## PROVIDED PASSAGE
Removed arbitration errors from socket error mask #264

Closed
wants to merge 3 commits into from

Conversation

MCFurry
Copy link

@MCFurry MCFurry commented Jan 18, 2018

Since arbitration errors are not fatal, removed them from the mask

@mathias-luedtke
Copy link
Member

mathias-luedtke commented Jan 18, 2018

Since arbitration errors are not fatal

IMHO lost arbitration errors are fatal. They should not occur on a well running CAN bus.

In any case these error should get reported.
The actual handling is done herehere, so this would be the right location to customize the fatality of errors.

I could imagine to add a whitelist somehow.
However, at the moment there is no way to pass additional parameters (#104).

@MCFurry
Copy link
Author

MCFurry commented Jan 18, 2018

From what I understand, arbitration lost errors are common on a CAN bus (https://www.cancapture.com/article/arbitration-lost-error-messages). Whenever the ROS node tries to send a message on the CAN bus at the same time another node tries to send a message with higher priority it loses arbitration.
I agree they could be reported, but the problem now is the socketcan_bridge goes into error state telling it is unable to send messages on the bus. However manually sending them works fine and when neglecting the error as I did in my PR, the node runs fine and communication continues perfectly.
Isn't going into error state and stopping communication completely overreacting?

@mathias-luedtke
Copy link
Member

mathias-luedtke commented Jan 18, 2018

From what I understand, arbitration lost errors are common on a CAN bus

This really depends on your use case.

## ROWS
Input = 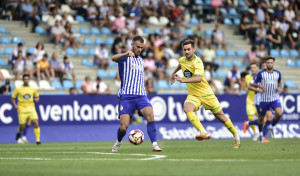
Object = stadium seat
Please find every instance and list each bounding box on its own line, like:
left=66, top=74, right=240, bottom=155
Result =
left=286, top=59, right=296, bottom=67
left=51, top=80, right=64, bottom=90
left=101, top=27, right=112, bottom=35
left=27, top=47, right=34, bottom=55
left=75, top=15, right=88, bottom=23
left=39, top=80, right=54, bottom=90
left=83, top=37, right=94, bottom=45
left=143, top=28, right=153, bottom=35
left=3, top=48, right=13, bottom=55
left=290, top=49, right=299, bottom=57
left=280, top=49, right=290, bottom=58
left=66, top=48, right=77, bottom=56
left=226, top=50, right=236, bottom=57
left=11, top=36, right=24, bottom=44
left=77, top=48, right=89, bottom=56
left=184, top=28, right=194, bottom=36
left=105, top=37, right=114, bottom=46
left=270, top=49, right=280, bottom=57
left=285, top=80, right=298, bottom=89
left=63, top=80, right=74, bottom=89
left=79, top=27, right=90, bottom=35
left=236, top=49, right=246, bottom=57
left=91, top=27, right=100, bottom=35
left=222, top=59, right=233, bottom=68
left=0, top=36, right=11, bottom=44
left=216, top=49, right=226, bottom=57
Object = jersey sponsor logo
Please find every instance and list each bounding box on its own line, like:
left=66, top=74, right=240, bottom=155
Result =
left=23, top=94, right=30, bottom=100
left=183, top=69, right=193, bottom=78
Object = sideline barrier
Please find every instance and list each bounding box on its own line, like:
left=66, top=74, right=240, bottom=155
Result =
left=0, top=94, right=300, bottom=143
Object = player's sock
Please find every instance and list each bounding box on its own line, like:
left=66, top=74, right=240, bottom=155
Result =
left=34, top=127, right=41, bottom=142
left=186, top=112, right=206, bottom=132
left=117, top=128, right=126, bottom=142
left=224, top=117, right=237, bottom=136
left=248, top=116, right=256, bottom=133
left=263, top=121, right=271, bottom=137
left=147, top=121, right=157, bottom=144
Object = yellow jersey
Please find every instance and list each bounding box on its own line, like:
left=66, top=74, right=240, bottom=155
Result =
left=11, top=85, right=39, bottom=113
left=245, top=74, right=255, bottom=105
left=179, top=55, right=214, bottom=97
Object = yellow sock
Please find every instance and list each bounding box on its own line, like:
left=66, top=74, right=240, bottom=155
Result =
left=248, top=116, right=256, bottom=133
left=34, top=127, right=41, bottom=142
left=186, top=112, right=205, bottom=131
left=224, top=117, right=237, bottom=136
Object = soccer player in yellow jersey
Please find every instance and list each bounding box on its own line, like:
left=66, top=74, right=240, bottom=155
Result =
left=11, top=74, right=41, bottom=145
left=245, top=63, right=259, bottom=141
left=171, top=40, right=240, bottom=148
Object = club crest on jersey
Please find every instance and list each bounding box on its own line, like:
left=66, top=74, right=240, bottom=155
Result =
left=183, top=69, right=193, bottom=78
left=23, top=94, right=30, bottom=100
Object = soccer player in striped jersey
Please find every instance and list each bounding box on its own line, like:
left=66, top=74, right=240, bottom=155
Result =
left=111, top=36, right=162, bottom=152
left=11, top=74, right=41, bottom=145
left=171, top=40, right=240, bottom=148
left=252, top=57, right=282, bottom=143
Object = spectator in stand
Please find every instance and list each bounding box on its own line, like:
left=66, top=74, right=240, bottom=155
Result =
left=36, top=53, right=54, bottom=81
left=81, top=76, right=96, bottom=94
left=255, top=22, right=267, bottom=45
left=12, top=51, right=26, bottom=80
left=266, top=24, right=282, bottom=52
left=287, top=23, right=300, bottom=49
left=202, top=43, right=219, bottom=71
left=59, top=56, right=76, bottom=84
left=211, top=23, right=227, bottom=49
left=93, top=76, right=110, bottom=94
left=5, top=0, right=18, bottom=20
left=284, top=5, right=296, bottom=22
left=26, top=53, right=36, bottom=80
left=111, top=13, right=126, bottom=34
left=244, top=45, right=259, bottom=65
left=87, top=1, right=99, bottom=26
left=21, top=0, right=39, bottom=32
left=204, top=64, right=220, bottom=95
left=0, top=79, right=11, bottom=95
left=33, top=42, right=46, bottom=64
left=50, top=52, right=61, bottom=78
left=64, top=21, right=79, bottom=49
left=94, top=43, right=109, bottom=70
left=224, top=65, right=241, bottom=93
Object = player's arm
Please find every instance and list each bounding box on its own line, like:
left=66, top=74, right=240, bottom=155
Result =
left=111, top=50, right=134, bottom=62
left=171, top=64, right=181, bottom=85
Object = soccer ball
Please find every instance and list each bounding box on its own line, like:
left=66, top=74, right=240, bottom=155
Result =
left=128, top=129, right=144, bottom=145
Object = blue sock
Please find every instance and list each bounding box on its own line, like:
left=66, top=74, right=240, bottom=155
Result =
left=264, top=121, right=271, bottom=137
left=118, top=128, right=126, bottom=142
left=249, top=119, right=258, bottom=125
left=147, top=121, right=157, bottom=143
left=258, top=124, right=264, bottom=132
left=271, top=119, right=279, bottom=126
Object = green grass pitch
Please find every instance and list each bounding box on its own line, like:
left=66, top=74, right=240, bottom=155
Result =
left=0, top=139, right=300, bottom=176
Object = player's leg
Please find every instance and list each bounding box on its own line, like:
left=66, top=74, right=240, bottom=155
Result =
left=136, top=96, right=162, bottom=152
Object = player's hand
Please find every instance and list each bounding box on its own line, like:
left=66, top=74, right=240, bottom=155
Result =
left=126, top=50, right=134, bottom=57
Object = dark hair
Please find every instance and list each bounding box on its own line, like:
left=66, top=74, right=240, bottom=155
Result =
left=182, top=39, right=195, bottom=48
left=23, top=73, right=29, bottom=79
left=132, top=35, right=144, bottom=43
left=35, top=42, right=44, bottom=50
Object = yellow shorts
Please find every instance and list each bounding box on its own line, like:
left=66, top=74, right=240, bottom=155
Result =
left=184, top=95, right=222, bottom=114
left=246, top=103, right=258, bottom=116
left=18, top=111, right=38, bottom=125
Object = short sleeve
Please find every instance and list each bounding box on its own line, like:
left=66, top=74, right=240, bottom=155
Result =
left=194, top=58, right=204, bottom=76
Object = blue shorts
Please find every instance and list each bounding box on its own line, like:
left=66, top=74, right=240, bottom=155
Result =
left=119, top=95, right=152, bottom=118
left=256, top=100, right=282, bottom=115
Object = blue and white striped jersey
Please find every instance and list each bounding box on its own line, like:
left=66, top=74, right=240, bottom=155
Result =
left=253, top=70, right=281, bottom=102
left=118, top=56, right=146, bottom=97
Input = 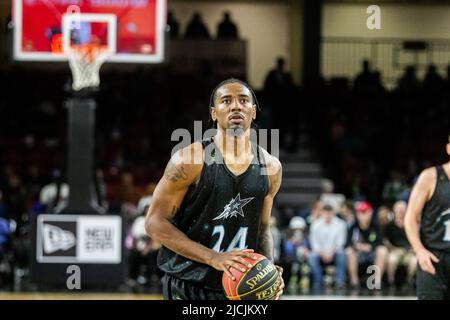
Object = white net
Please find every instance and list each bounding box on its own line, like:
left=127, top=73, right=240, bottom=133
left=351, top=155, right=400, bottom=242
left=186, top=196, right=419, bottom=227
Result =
left=68, top=45, right=111, bottom=91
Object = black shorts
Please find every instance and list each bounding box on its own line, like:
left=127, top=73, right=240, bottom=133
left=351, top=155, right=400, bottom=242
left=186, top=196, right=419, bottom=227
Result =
left=417, top=250, right=450, bottom=300
left=161, top=274, right=228, bottom=300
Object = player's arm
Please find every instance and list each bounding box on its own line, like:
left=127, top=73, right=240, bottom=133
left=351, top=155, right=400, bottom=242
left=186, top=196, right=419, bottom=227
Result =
left=257, top=155, right=282, bottom=262
left=405, top=168, right=439, bottom=274
left=145, top=143, right=253, bottom=277
left=257, top=153, right=284, bottom=300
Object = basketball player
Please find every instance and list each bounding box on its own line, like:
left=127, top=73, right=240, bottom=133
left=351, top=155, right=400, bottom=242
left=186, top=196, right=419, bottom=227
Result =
left=146, top=79, right=284, bottom=300
left=405, top=136, right=450, bottom=300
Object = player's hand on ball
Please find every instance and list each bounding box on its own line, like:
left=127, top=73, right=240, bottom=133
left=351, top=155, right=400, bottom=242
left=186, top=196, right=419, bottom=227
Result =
left=210, top=249, right=257, bottom=280
left=416, top=249, right=439, bottom=275
left=274, top=266, right=284, bottom=300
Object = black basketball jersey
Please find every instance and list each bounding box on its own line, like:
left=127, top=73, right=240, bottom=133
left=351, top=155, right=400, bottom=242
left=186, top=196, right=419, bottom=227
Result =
left=420, top=166, right=450, bottom=252
left=158, top=139, right=269, bottom=289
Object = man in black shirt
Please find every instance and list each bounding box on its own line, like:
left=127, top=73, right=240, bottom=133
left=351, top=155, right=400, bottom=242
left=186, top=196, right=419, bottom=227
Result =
left=146, top=79, right=284, bottom=300
left=347, top=201, right=388, bottom=287
left=405, top=135, right=450, bottom=300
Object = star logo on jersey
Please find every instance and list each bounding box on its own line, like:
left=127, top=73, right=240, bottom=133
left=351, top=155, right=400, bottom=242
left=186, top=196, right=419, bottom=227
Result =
left=213, top=193, right=255, bottom=220
left=437, top=208, right=450, bottom=222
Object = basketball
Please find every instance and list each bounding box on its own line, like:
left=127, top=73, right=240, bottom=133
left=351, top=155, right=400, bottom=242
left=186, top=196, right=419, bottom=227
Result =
left=222, top=253, right=280, bottom=300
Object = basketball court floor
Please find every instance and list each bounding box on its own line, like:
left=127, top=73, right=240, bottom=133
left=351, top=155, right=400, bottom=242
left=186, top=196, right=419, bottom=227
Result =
left=0, top=292, right=416, bottom=300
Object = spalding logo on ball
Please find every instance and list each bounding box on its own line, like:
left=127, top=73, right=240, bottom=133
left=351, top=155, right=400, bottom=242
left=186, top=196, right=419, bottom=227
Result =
left=222, top=253, right=281, bottom=300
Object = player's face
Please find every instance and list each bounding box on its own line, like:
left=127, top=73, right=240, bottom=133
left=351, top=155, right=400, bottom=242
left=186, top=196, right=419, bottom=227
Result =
left=211, top=83, right=256, bottom=131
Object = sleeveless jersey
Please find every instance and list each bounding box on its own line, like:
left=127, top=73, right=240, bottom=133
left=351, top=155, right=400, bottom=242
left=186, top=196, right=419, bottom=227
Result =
left=158, top=138, right=269, bottom=290
left=420, top=166, right=450, bottom=253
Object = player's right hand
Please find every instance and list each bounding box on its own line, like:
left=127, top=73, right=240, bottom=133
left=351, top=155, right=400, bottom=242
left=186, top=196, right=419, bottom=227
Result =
left=209, top=249, right=257, bottom=281
left=416, top=248, right=439, bottom=275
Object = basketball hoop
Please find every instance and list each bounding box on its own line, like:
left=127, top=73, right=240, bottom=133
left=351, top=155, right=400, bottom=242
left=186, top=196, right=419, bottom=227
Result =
left=68, top=43, right=112, bottom=91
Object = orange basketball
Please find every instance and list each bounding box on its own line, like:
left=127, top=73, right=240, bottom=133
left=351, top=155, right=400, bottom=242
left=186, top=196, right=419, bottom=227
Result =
left=222, top=253, right=281, bottom=300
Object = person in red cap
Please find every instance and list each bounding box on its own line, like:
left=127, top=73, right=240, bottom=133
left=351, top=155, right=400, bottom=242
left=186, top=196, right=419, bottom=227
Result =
left=347, top=201, right=388, bottom=288
left=405, top=135, right=450, bottom=300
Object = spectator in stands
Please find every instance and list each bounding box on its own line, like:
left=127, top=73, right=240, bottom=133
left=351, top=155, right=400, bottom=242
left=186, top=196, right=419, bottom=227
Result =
left=4, top=173, right=26, bottom=224
left=184, top=12, right=211, bottom=39
left=338, top=200, right=355, bottom=229
left=376, top=206, right=392, bottom=238
left=347, top=201, right=388, bottom=288
left=385, top=201, right=417, bottom=286
left=217, top=11, right=239, bottom=40
left=167, top=10, right=180, bottom=39
left=383, top=170, right=408, bottom=205
left=304, top=200, right=322, bottom=226
left=280, top=217, right=310, bottom=284
left=397, top=66, right=419, bottom=93
left=308, top=204, right=347, bottom=290
left=39, top=169, right=69, bottom=213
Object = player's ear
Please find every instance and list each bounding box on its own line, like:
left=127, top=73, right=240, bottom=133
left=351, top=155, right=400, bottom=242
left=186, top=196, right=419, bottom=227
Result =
left=209, top=107, right=217, bottom=122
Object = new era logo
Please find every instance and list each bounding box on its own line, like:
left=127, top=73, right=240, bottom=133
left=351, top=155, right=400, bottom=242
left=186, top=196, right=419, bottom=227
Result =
left=43, top=224, right=76, bottom=254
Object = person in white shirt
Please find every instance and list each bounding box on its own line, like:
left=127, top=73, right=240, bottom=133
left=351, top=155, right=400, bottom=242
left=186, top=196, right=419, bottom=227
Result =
left=308, top=204, right=347, bottom=290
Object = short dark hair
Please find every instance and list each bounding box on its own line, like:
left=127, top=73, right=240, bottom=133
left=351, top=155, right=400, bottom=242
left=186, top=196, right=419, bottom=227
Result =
left=209, top=78, right=260, bottom=110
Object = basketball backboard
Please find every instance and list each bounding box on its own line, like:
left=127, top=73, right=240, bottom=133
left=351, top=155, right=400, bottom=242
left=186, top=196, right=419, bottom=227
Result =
left=13, top=0, right=167, bottom=63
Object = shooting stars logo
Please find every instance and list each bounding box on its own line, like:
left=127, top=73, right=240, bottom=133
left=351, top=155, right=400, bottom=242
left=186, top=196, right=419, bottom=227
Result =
left=213, top=193, right=255, bottom=220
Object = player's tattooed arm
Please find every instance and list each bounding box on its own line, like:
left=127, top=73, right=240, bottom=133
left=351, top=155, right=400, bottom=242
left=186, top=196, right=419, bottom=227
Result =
left=164, top=161, right=188, bottom=182
left=257, top=224, right=273, bottom=262
left=258, top=157, right=282, bottom=261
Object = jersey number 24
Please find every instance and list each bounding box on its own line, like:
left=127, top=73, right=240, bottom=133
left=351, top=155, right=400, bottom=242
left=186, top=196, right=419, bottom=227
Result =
left=212, top=225, right=248, bottom=252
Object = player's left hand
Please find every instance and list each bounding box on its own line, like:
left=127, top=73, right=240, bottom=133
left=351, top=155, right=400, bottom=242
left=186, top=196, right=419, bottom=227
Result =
left=274, top=266, right=284, bottom=300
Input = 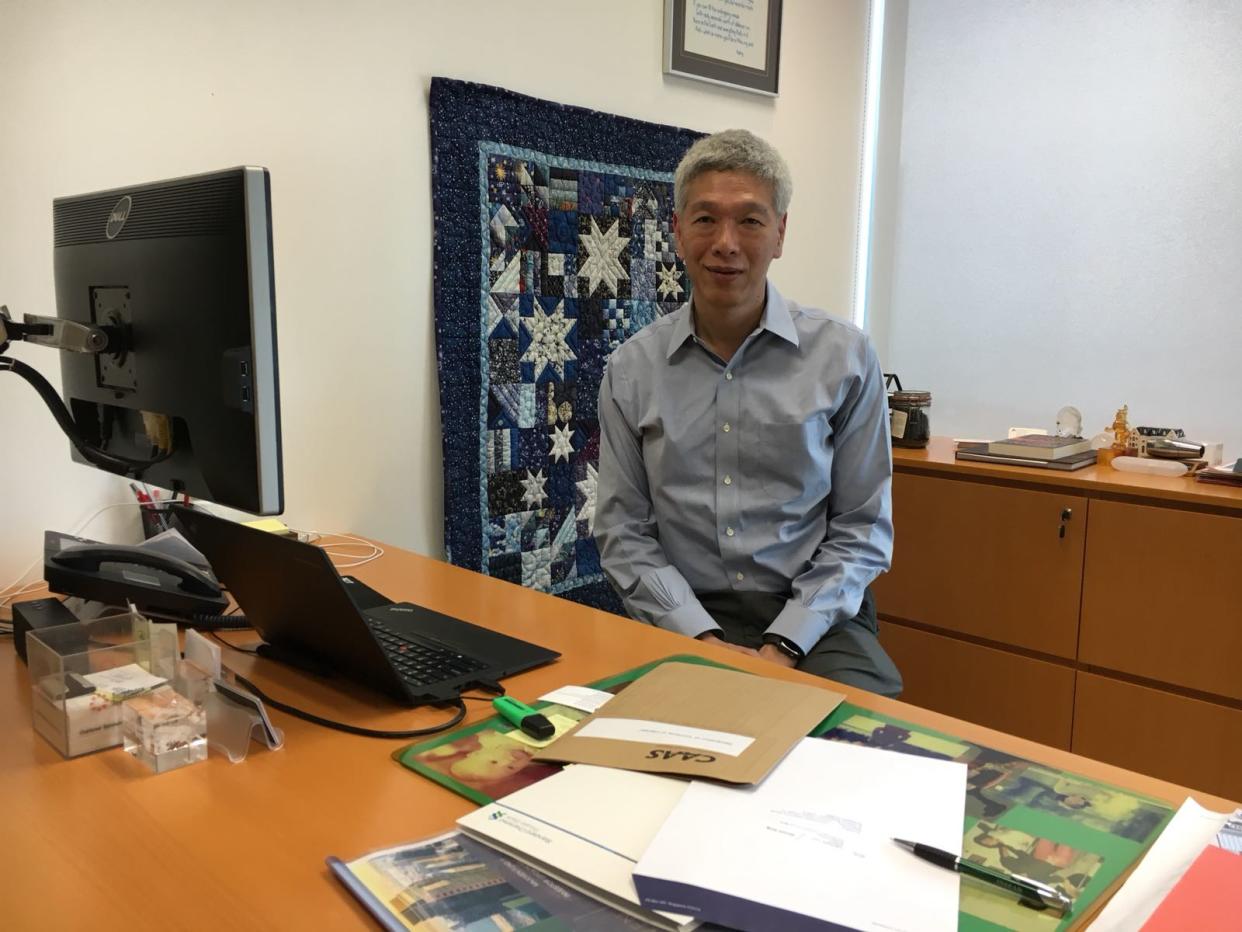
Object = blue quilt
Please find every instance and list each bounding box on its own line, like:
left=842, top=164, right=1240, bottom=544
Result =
left=431, top=78, right=700, bottom=611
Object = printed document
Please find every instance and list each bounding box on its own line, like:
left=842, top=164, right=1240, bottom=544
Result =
left=633, top=738, right=966, bottom=932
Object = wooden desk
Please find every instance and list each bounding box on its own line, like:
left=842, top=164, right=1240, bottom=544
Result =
left=0, top=549, right=1233, bottom=932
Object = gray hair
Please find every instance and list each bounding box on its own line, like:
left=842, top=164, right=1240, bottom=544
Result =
left=673, top=129, right=794, bottom=216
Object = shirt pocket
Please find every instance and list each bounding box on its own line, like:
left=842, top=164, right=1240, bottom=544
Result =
left=750, top=414, right=831, bottom=506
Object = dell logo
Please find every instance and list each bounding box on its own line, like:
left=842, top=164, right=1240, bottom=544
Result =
left=104, top=194, right=134, bottom=240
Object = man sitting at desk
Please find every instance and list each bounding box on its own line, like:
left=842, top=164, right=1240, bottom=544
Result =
left=595, top=129, right=902, bottom=696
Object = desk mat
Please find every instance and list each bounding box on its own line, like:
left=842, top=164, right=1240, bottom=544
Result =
left=812, top=703, right=1174, bottom=932
left=392, top=655, right=1174, bottom=932
left=430, top=77, right=700, bottom=614
left=392, top=654, right=730, bottom=805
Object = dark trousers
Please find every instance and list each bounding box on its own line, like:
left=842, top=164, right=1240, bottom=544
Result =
left=696, top=589, right=902, bottom=697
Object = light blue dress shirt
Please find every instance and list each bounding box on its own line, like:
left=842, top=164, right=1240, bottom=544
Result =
left=595, top=282, right=893, bottom=651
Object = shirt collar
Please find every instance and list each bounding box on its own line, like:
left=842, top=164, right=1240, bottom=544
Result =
left=666, top=282, right=799, bottom=359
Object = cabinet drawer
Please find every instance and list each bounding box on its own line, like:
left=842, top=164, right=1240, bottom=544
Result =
left=873, top=473, right=1087, bottom=659
left=1079, top=501, right=1242, bottom=698
left=879, top=621, right=1074, bottom=748
left=1073, top=674, right=1242, bottom=799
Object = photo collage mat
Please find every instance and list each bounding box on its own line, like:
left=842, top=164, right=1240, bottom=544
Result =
left=817, top=706, right=1172, bottom=932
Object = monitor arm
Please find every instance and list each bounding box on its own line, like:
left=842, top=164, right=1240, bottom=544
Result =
left=0, top=304, right=109, bottom=353
left=0, top=306, right=175, bottom=478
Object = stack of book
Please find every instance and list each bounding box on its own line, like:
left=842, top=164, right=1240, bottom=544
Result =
left=956, top=434, right=1095, bottom=471
left=1195, top=460, right=1242, bottom=486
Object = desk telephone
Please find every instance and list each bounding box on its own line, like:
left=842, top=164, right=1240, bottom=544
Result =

## INSTRUCTION
In the pull request discussion about arbitration errors, what does the author say happens to the socketcan_bridge when these errors occur?

## FULL RESPONSE
It goes into an error state, reporting that it is unable to send messages on the bus.